> [Assigned task]:
List every jaguar mentioned by name in the Northern Jaguar Reserve update below.

December 20, 2010
Here we are again to talk a bit about our monthly work at the Northern Jaguar Reserve.
Throughout 2010, we have placed and reviewed many new camera traps on the reserve – thanks to the support we’ve received from donors and institutions committed to the conservation of the jaguar. As we gain more and more cameras to monitor new sites, we increase the chances of photographing more individual jaguars on the reserve and neighboring ranches.
We are very excited because even though the year is not yet over, we have already broken our own annual record of both feline and jaguar pictures. During the October-November period, there were more than 130 photos of the four cat species – of which 13 were from jaguars. This is the largest number of jaguar photographs that has been obtained over the 10 years of monitoring at the reserve.
As you might imagine: “Mayo” is the main protagonist in these latest photos. There are 12 pictures of this male jaguar, some in places within Los Pavos and Dubaral where we haven’t seen him previously. We hope to have pictures of Mayo at Babisal and La Ventana soon, or are these ranches the territory of another male that we have not yet identified?
It appears that the new dominant female of the reserve is “Corazón,” who was photographed again in October at Los Pavos along the stream Las Tinajitas. In this same location just a few days later, we had a photo of Mayo. Just as in 2009, when we imagined “Cholla” and “Perrito” together, we can now picture Mayo and Corazón together, as a couple, and we hope to soon obtain pictures of their jaguar cubs. This would be great news for 2011, would it not?
As a result of having so many photos of jaguars taken during the year, we now know more about the habits of this species, where individuals move, what time they usually spend active, and if they interact between sexes. Every month, we know a little more about the ecology of northern jaguars and even other species that are also distributed in the area.
This month, we not only reviewed the cameras that we have in the field; we helped Rick Williams, Laco, and Laqui Duarte in the early stages of construction for the next outhouse at the reserve (this time at Babisal). This is great news because we are now implementing strategies on the reserve that will minimize human impacts, especially in areas of greater diversity such as Babisal.

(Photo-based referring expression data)
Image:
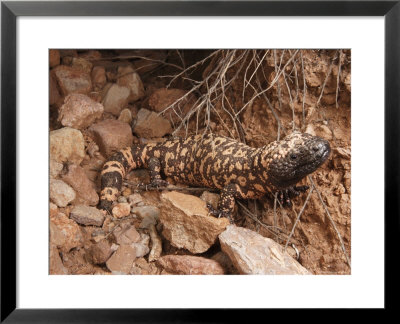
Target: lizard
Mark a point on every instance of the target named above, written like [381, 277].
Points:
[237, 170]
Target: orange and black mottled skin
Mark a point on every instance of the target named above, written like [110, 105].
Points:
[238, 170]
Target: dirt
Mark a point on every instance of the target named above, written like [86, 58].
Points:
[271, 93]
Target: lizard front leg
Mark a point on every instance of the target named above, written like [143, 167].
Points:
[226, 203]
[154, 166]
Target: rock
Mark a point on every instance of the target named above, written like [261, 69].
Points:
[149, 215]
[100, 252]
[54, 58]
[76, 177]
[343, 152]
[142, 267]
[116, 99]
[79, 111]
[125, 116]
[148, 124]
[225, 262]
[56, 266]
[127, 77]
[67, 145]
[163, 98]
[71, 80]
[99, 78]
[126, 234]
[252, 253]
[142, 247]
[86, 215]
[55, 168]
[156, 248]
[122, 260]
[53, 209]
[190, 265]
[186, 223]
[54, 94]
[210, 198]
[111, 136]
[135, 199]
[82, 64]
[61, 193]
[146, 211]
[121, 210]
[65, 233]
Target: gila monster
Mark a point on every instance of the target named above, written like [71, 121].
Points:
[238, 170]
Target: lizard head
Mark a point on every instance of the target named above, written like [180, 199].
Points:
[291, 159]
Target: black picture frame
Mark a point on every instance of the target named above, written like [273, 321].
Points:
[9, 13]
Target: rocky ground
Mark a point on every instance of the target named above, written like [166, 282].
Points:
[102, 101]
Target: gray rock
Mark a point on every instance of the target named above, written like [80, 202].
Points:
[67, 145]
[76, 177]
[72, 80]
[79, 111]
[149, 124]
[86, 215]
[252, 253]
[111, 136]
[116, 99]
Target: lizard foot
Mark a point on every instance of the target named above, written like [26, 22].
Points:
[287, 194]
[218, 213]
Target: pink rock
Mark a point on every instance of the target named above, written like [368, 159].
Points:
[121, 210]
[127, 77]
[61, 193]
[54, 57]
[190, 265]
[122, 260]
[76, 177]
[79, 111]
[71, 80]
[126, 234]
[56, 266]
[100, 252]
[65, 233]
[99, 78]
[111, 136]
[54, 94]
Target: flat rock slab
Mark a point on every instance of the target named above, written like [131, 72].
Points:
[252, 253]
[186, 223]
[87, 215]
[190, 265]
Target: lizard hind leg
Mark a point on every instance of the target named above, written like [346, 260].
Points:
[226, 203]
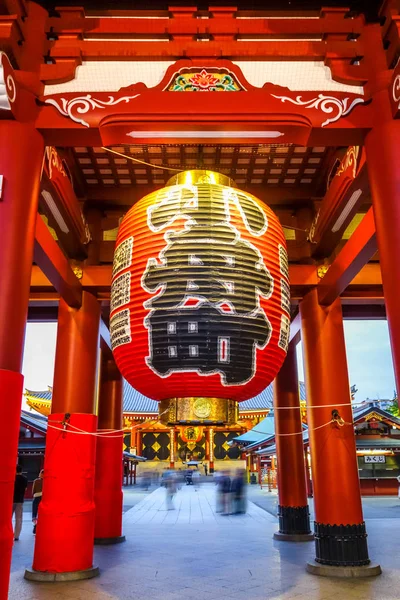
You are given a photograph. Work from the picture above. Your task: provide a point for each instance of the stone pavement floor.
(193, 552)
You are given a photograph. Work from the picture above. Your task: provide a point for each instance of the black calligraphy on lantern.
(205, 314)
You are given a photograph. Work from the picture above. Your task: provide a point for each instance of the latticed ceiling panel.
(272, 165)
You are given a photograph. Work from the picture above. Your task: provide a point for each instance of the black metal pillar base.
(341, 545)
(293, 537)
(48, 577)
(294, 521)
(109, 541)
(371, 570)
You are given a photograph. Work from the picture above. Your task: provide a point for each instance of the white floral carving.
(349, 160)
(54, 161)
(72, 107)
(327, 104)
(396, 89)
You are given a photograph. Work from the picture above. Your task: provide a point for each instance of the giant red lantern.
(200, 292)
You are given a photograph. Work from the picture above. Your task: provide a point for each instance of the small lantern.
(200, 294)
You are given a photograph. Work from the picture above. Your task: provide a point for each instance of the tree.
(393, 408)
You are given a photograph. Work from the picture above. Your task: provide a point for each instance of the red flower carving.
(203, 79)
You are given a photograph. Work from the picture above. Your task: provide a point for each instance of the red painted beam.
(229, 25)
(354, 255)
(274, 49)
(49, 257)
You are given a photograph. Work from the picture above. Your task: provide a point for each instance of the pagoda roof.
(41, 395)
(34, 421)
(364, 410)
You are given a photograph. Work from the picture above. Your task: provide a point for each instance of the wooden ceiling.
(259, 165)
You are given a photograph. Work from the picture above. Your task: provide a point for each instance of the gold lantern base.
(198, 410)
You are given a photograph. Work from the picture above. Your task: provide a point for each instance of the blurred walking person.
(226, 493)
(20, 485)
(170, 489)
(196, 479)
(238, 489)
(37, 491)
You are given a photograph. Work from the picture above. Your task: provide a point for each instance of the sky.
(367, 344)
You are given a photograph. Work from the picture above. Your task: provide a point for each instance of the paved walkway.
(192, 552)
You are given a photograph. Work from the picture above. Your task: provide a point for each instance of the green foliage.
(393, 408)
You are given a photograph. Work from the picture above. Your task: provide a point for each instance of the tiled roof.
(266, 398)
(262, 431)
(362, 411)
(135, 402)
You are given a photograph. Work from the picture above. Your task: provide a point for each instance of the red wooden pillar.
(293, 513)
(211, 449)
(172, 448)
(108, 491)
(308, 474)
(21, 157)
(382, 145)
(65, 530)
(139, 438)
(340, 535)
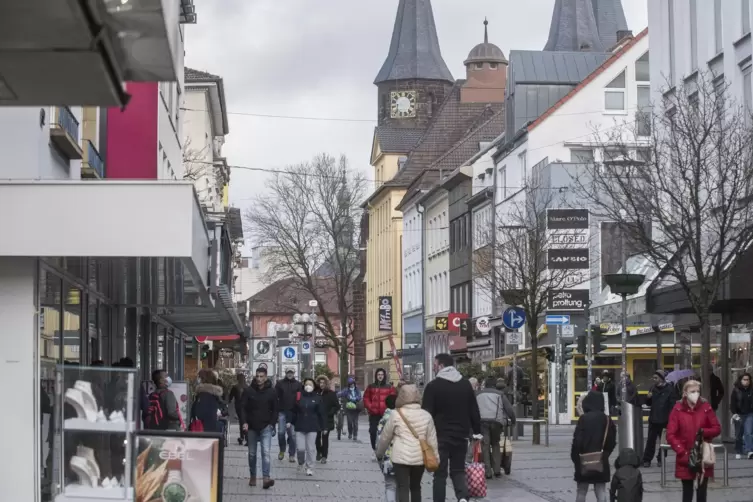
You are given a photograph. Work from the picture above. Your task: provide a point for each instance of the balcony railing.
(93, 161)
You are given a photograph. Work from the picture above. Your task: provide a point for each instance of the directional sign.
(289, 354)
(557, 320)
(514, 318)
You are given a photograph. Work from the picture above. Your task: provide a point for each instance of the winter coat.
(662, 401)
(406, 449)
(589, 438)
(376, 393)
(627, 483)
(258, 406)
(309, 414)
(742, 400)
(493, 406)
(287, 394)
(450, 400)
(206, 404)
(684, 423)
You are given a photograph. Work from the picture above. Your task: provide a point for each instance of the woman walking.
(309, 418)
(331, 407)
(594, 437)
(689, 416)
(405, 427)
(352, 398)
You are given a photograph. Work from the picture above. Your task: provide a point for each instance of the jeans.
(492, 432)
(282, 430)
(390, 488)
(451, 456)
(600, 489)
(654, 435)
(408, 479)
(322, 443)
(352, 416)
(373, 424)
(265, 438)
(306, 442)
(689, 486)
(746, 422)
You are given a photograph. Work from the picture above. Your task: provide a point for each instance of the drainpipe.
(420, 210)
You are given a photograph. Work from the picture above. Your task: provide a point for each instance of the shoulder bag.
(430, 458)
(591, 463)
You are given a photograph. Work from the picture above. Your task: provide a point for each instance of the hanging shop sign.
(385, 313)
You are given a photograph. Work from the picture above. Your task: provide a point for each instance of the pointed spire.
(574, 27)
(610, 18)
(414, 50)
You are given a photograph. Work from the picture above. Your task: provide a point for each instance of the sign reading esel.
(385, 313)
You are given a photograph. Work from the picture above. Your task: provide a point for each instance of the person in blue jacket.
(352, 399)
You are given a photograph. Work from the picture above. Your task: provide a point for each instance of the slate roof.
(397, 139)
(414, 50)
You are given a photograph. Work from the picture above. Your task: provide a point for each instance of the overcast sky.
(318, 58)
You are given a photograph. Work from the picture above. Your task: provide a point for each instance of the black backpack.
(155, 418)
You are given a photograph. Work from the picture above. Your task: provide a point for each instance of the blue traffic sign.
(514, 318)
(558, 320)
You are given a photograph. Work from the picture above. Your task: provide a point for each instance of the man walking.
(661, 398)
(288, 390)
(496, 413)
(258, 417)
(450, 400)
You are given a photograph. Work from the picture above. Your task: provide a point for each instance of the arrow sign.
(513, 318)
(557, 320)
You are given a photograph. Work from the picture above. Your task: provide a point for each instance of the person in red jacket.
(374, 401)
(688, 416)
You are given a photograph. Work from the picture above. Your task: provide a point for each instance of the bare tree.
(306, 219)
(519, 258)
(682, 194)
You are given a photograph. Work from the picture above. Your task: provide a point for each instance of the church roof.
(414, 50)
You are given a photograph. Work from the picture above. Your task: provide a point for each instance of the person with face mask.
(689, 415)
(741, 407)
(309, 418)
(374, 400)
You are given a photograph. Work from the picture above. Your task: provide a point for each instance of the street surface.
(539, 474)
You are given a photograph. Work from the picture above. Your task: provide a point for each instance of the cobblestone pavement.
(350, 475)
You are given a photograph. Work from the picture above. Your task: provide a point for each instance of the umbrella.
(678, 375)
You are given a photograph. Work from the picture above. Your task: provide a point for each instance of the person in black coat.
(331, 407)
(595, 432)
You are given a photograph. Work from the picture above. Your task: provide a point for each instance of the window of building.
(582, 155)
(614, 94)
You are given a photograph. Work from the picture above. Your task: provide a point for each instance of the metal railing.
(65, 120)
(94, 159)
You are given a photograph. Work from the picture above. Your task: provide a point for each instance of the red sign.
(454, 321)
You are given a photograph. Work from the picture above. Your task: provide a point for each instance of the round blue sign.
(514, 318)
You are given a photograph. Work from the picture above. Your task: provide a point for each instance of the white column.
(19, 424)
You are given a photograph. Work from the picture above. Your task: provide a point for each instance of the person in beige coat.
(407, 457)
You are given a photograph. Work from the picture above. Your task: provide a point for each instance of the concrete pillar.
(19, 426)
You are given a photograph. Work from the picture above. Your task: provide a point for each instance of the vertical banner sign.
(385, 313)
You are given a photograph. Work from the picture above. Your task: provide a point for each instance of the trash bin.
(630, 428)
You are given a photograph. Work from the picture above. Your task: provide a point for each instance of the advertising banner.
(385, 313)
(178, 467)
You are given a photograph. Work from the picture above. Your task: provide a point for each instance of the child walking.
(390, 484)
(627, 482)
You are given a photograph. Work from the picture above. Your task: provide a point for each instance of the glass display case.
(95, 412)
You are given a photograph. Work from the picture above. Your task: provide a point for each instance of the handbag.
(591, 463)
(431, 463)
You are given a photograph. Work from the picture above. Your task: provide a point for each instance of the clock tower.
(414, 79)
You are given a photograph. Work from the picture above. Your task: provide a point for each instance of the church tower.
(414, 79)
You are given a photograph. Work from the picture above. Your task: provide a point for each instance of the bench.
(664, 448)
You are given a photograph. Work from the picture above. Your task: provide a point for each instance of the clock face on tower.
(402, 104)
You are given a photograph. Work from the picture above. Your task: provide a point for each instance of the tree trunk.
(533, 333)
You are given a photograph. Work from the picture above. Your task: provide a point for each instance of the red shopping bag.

> [Expected answer]:
Mayo, Corazón, Cholla, Perrito